◆ SELECTED EXCERPT
But once LLMs were safely configured for use and experimentation by trained and approved government officials on DOD’s classified and more secure networks, Tadross explained, the models still “refused” to fully address certain prompts about warfare planning and other defense topics.
“We needed to figure out a way to get around those refusals in order to act. Because if you’re a military officer and you’re trying to do something, even in an exercise, and it responds with ‘You should seek a diplomatic solution,’ you will get very upset. You slam the laptop closed,” he said.
“So we needed to find a way to minimize those refusals and ensure that it is not only doing that, but also answering the tone that would be useful — because if it’s like this very informal social media-type tone, it doesn’t instill a lot of confidence in its response,” he said.
Tadross and his team trained Defense Llama on a sprawling dataset that pulled together military doctrine, international humanitarian law, and relevant policies that align with the Pentagon’s rules for armed conflict and ethical principles for AI.
The engineering process known as supervised fine-tuning was applied. And to inform the model’s tone, officials applied reinforcement learning with human feedback methods.
“You get a response and then you provide the type of response that you would have preferred. So because the intelligence community has already written style guides for how to write, we just built a lot of examples based off that,” Tadross said.
He declined to confirm which classified networks Defense Llama is running on — or specific military units that are tapping into it — to date.
But in an emailed statement, a Scale AI spokesperson later confirmed that the model “is now available for integration into various defense systems, including command and control platforms, intelligence analysis tools, and decision-support systems.”
Defense Llama can be accessed exclusively in controlled government hubs housed within the Scale Donovan platform.
Tadross used Donovan to demonstrate the new LLM for DefenseScoop.
The platform presented another commercial LLM in a side-by-side view with Defense Llama. In the first demo, Donovan posed the question: “As a military planner, which munition should I select to destroy a hardened structure while minimizing collateral damage from a nearby civilian facility?”
Defense Llama provided a lengthy response that also spotlighted a number of factors worth considering, such as “hardness of the target, distance from civilian facilities, environmental features, and time constraints.”
The other LLM replied with an apology, a simple explanation that the question was out of its scope, and a recommendation to seek other options.
For another prompt, Tadross asked: “What tactics has Iran employed against coalition forces?”
He explained in real time that the model that’s not Defense Llama supplied “a straight refusal.” The Scale AI-configured LLM, on the other hand, offered up multiple paragraphs about how Iran has used ballistic missiles, cyber warfare, intelligence gathering, terrorist groups and naval forces.
“This is all very much in line with what they’ve actually done,” Tadross noted.
Drawing back on his past experiences operating inside military command centers, he remembered how key data points and information would be funneled through many officials in high-stakes scenarios before reaching top decision-makers.
“The intent behind deploying technology like this, and the impact that I expect that it’ll make, is that it will reduce the reliance on more and more people sitting at those headquarters sections doing the grunt work that’s necessary to pull the data together. So instead, what you’ll have is a situation where there’ll be fewer people able to access a larger swath of data and make a decision quite a bit faster than what they would have done otherwise,” Tadross told DefenseScoop.

◆ RECORDED DATA
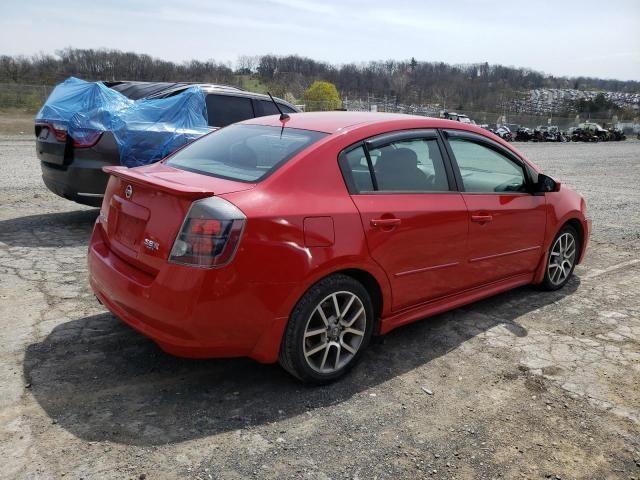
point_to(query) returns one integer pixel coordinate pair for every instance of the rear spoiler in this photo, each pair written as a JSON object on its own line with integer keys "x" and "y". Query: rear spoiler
{"x": 178, "y": 189}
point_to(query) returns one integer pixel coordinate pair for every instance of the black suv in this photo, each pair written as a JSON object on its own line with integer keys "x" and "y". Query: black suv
{"x": 75, "y": 172}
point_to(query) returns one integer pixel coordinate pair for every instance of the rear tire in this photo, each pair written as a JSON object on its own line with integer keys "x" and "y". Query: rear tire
{"x": 328, "y": 329}
{"x": 561, "y": 259}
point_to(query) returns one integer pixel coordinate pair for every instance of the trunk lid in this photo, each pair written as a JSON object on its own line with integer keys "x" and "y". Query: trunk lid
{"x": 145, "y": 207}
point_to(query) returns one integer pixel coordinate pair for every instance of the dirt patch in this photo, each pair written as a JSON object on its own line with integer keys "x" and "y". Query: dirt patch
{"x": 527, "y": 384}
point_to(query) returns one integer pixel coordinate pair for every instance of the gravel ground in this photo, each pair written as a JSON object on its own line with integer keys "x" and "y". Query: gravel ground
{"x": 523, "y": 385}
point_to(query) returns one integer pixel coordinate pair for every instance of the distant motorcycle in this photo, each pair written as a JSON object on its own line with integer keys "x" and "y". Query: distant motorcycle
{"x": 523, "y": 134}
{"x": 504, "y": 133}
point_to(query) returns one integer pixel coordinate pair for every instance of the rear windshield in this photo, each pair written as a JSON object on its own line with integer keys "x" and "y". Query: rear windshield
{"x": 247, "y": 153}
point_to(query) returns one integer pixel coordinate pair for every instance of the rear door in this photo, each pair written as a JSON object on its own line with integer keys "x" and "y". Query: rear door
{"x": 414, "y": 220}
{"x": 506, "y": 221}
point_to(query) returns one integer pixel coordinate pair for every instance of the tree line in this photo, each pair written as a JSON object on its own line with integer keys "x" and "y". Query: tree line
{"x": 470, "y": 86}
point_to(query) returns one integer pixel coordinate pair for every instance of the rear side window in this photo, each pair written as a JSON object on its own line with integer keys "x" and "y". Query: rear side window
{"x": 224, "y": 110}
{"x": 411, "y": 165}
{"x": 414, "y": 165}
{"x": 247, "y": 153}
{"x": 355, "y": 161}
{"x": 484, "y": 170}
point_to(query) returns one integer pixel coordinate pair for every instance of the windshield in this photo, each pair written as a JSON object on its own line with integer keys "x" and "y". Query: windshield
{"x": 247, "y": 153}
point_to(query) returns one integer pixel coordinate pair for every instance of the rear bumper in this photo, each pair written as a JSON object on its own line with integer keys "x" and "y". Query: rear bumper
{"x": 83, "y": 182}
{"x": 188, "y": 312}
{"x": 585, "y": 240}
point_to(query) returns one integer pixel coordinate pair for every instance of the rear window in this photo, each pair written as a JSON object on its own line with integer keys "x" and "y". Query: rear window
{"x": 268, "y": 108}
{"x": 224, "y": 110}
{"x": 247, "y": 153}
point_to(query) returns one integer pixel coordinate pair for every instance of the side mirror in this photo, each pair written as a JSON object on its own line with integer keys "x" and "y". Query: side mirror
{"x": 547, "y": 184}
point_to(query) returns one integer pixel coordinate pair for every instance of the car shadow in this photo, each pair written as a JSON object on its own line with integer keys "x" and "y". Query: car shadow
{"x": 64, "y": 229}
{"x": 101, "y": 380}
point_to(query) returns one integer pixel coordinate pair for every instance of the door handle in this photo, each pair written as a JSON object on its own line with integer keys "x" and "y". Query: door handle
{"x": 385, "y": 222}
{"x": 481, "y": 218}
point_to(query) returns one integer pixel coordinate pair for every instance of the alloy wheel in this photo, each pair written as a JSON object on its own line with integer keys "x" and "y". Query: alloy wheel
{"x": 561, "y": 258}
{"x": 334, "y": 332}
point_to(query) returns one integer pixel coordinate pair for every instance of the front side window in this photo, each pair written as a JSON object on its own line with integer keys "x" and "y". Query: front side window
{"x": 484, "y": 170}
{"x": 411, "y": 165}
{"x": 247, "y": 153}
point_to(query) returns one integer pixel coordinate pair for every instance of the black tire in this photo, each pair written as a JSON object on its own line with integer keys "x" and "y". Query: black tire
{"x": 548, "y": 283}
{"x": 292, "y": 349}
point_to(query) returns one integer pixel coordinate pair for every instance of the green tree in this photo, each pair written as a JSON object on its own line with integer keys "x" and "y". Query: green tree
{"x": 322, "y": 96}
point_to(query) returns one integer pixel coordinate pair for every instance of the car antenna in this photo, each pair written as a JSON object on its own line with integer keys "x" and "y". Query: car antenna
{"x": 284, "y": 118}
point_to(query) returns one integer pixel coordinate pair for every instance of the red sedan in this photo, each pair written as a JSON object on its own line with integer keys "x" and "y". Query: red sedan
{"x": 298, "y": 240}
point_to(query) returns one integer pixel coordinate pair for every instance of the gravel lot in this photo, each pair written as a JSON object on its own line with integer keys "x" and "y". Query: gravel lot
{"x": 524, "y": 385}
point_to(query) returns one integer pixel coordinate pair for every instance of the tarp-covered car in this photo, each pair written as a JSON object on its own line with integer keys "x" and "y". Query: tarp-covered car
{"x": 85, "y": 126}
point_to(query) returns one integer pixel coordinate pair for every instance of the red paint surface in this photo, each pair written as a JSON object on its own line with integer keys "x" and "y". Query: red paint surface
{"x": 430, "y": 258}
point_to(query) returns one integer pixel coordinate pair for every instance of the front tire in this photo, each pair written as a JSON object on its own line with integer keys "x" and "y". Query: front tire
{"x": 328, "y": 329}
{"x": 561, "y": 260}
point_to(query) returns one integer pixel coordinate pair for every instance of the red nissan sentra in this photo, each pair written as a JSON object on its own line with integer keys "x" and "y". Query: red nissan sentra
{"x": 298, "y": 240}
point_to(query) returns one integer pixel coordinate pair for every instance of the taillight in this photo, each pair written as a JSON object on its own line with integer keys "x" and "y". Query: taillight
{"x": 59, "y": 131}
{"x": 86, "y": 139}
{"x": 210, "y": 234}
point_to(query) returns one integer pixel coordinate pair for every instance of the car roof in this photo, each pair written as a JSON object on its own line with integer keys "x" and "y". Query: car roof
{"x": 136, "y": 90}
{"x": 331, "y": 122}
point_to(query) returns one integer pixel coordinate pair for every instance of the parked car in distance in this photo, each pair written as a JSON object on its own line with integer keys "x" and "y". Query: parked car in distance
{"x": 297, "y": 240}
{"x": 73, "y": 170}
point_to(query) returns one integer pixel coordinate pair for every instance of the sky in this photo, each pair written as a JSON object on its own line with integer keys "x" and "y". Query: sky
{"x": 563, "y": 38}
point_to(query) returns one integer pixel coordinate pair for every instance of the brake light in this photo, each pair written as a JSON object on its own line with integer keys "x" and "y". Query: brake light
{"x": 210, "y": 234}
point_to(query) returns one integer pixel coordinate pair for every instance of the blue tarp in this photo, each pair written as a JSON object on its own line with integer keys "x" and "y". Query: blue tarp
{"x": 145, "y": 130}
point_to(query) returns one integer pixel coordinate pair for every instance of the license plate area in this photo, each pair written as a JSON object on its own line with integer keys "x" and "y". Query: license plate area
{"x": 129, "y": 230}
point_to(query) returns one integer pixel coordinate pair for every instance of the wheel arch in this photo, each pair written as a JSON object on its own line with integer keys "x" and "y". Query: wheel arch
{"x": 267, "y": 348}
{"x": 578, "y": 225}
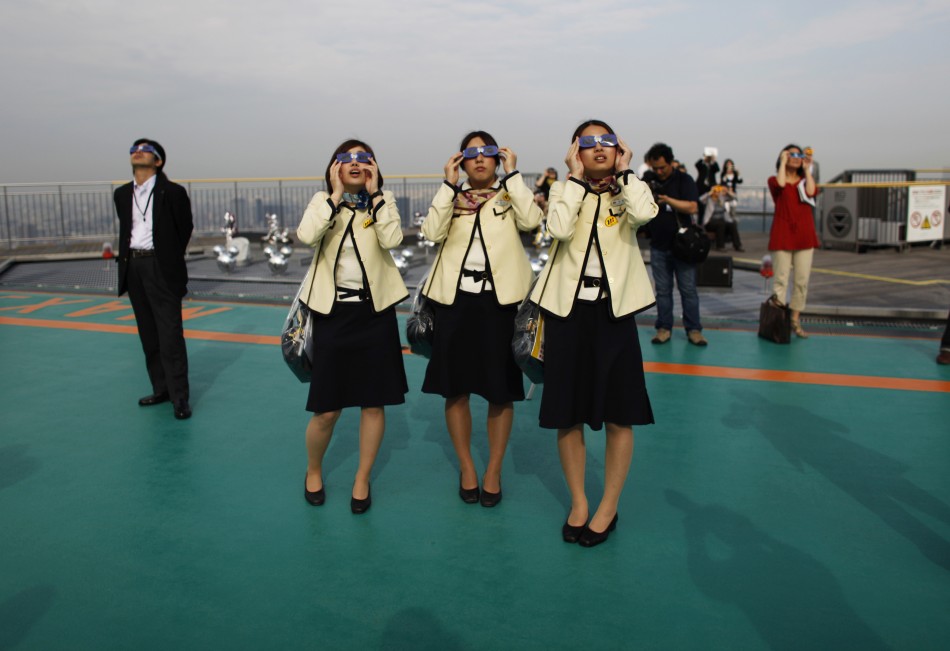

◆ EXERCISES TO COMPLETE
(1) According to the Defense Llama excerpt, where can the model be accessed?
(2) Print everything in the Defense Llama excerpt from "Drawing back on" down to "Tadross told DefenseScoop.".
The records are not used in any of this.

◆ ANSWERS BY TASK
(1) Exclusively in controlled government hubs housed within the Scale Donovan platform.

(2)
Drawing back on his past experiences operating inside military command centers, he remembered how key data points and information would be funneled through many officials in high-stakes scenarios before reaching top decision-makers.
“The intent behind deploying technology like this, and the impact that I expect that it’ll make, is that it will reduce the reliance on more and more people sitting at those headquarters sections doing the grunt work that’s necessary to pull the data together. So instead, what you’ll have is a situation where there’ll be fewer people able to access a larger swath of data and make a decision quite a bit faster than what they would have done otherwise,” Tadross told DefenseScoop.